▶ GIVEN INSTRUCTION
Rescale the rows below by writing out every line again, requests included, with each point coordinate in the answers multiplied by 0.5 and rounded to a whole number, halves rounding up. Leave the pictures out of your answer.

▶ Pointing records
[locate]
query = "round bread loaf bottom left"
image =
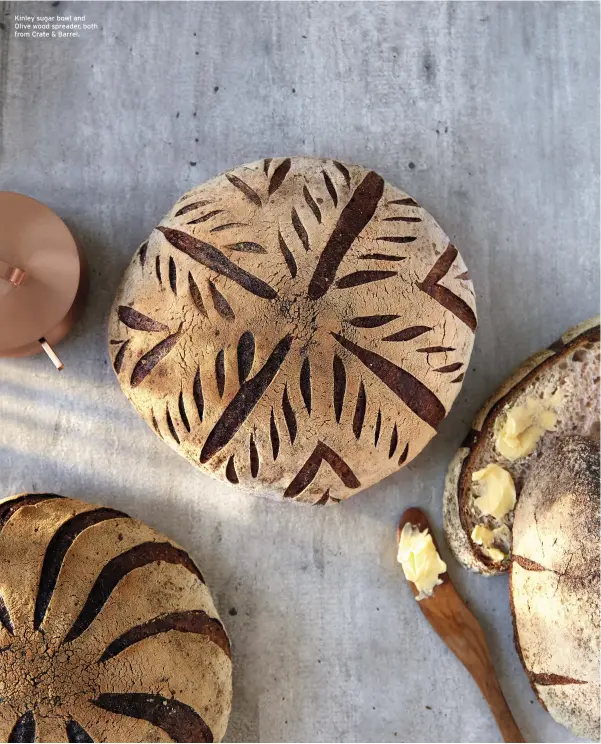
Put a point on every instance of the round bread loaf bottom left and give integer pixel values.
(108, 631)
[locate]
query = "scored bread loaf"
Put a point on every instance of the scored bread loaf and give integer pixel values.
(107, 630)
(296, 327)
(554, 582)
(562, 383)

▶ CORRECT RESULT
[locate]
query = "round bread loaf bottom left"
image =
Put a point on every instance of the round bread loaf bottom left and give integer pixel values.
(54, 316)
[locate]
query = "scored bread loaf"
Put a point on every instance of the scored bread loaf and give integer pixel values.
(54, 315)
(148, 164)
(277, 291)
(281, 192)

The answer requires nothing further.